● **Written exercise A**:
In the entries below, begin at the line that contains "ear as a single point per instance." and stop after the final entry. Reproduce only those lines with "crowd of people" replaced by "group of people" and nothing else altered.

Configure and use local language models with Ollama, vLLM, or LM Studio.

What You'll Learn¶

Install and configure Ollama
Set up vLLM for production use
Configure LM Studio
Troubleshoot common issues

Prerequisites¶

Python 3.12+
Mamba Agents installed
Sufficient RAM (8GB+ recommended)
GPU recommended for faster inference

Option 1: Ollama (Recommended for Development)¶

Step 1: Install Ollama¶

macOS/LinuxWindows

curl -fsSL https://ollama.com/install.sh | sh

Download from ollama.com/download

Step 2: Start the Server¶

ollama serve

The server runs on http://localhost:11434 by default.

Step 3: Pull a Model¶

# Small, fast model (3B parameters)
ollama pull llama3.2

# Larger, more capable (8B parameters)
ollama pull llama3.1

# Code-focused model
ollama pull codellama

# List available models
ollama list

Step 4: Configure Mamba Agents¶

from mamba_agents import Agent, AgentSettings

settings = AgentSettings(
    model_backend={
        "base_url": "http://localhost:11434/v1",
        "model": "llama3.2",
        "temperature": 0.7,
    }
)

agent = Agent(settings=settings)
result = agent.run_sync("Hello!")
print(result.output)

● **Dataset extract**:

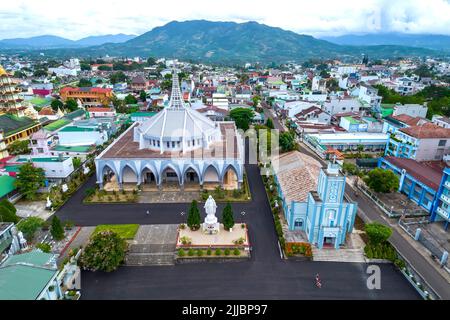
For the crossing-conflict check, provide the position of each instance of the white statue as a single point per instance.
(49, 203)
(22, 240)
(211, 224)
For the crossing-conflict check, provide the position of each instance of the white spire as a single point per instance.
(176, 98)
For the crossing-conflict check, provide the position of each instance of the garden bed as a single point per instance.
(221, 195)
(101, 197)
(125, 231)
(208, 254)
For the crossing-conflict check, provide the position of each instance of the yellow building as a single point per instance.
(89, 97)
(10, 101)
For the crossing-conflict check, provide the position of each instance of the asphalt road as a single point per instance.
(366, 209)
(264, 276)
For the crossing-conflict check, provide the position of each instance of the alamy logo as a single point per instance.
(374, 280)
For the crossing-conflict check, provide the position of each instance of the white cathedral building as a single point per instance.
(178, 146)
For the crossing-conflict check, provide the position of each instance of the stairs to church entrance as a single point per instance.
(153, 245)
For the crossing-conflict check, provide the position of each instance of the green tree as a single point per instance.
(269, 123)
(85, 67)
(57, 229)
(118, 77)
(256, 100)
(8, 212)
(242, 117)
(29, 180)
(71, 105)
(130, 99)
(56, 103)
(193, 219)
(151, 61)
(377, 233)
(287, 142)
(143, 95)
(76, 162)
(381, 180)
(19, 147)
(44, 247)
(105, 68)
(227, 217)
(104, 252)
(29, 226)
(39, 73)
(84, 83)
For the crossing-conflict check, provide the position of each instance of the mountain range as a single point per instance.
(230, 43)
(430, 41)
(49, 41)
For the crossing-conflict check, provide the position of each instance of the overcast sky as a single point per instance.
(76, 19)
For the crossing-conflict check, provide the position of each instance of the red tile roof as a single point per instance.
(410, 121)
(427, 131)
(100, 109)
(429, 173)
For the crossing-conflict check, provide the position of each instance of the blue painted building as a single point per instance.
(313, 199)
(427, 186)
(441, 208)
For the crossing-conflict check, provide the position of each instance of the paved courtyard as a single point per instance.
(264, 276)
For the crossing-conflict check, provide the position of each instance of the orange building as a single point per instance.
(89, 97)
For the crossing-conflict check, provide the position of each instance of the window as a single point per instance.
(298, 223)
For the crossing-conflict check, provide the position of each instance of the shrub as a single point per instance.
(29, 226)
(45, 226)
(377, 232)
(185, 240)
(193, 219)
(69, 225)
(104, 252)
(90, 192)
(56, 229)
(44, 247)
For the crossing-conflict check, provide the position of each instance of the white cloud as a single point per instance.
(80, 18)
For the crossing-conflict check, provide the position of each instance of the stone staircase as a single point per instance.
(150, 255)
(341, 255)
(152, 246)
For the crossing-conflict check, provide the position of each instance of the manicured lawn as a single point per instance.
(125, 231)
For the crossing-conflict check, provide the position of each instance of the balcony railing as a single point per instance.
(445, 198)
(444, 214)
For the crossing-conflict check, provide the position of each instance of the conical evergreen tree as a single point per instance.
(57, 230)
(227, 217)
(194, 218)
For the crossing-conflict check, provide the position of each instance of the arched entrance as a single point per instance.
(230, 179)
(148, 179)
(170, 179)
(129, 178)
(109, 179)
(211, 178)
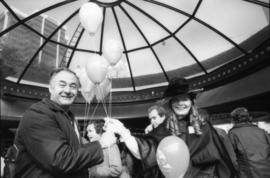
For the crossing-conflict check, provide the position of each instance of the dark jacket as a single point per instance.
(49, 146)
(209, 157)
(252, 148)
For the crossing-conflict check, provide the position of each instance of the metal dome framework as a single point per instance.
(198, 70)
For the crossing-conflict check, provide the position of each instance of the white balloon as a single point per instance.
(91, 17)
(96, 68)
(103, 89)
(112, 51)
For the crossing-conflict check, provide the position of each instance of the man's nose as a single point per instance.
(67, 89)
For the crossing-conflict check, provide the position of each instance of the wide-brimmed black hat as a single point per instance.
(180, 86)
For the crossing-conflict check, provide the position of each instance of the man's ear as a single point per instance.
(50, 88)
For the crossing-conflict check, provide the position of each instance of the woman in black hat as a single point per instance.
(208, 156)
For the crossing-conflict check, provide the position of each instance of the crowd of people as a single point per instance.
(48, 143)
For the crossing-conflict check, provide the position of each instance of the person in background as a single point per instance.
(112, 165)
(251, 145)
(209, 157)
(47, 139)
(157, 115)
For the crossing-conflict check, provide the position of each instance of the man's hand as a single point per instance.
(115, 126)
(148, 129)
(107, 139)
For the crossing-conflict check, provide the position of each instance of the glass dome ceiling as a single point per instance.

● **Written exercise B**:
In the guide to local language models, at what address does the Ollama server run by default?

● **Correct response A**:
For the crossing-conflict check, provide the position of each instance of the man's ear as a single point per instance.
(50, 88)
For the crossing-conflict check, provide the position of each instance of the woman in black hat as a single point per instance.
(208, 156)
For the crossing-conflict check, provide the position of each instance of the group of people as a single point per instance.
(48, 143)
For the crossing-conflict check, provide the position of each instance of the person in background as a single point per instance.
(112, 165)
(251, 145)
(209, 157)
(47, 139)
(157, 115)
For the crossing-conflict check, provide the position of each instance of the man's hand as a single point per instance.
(115, 126)
(148, 129)
(107, 139)
For the crossing-conflict check, provide the position of each instance of the glass dome ceiling as a single point per instance.

● **Correct response B**:
http://localhost:11434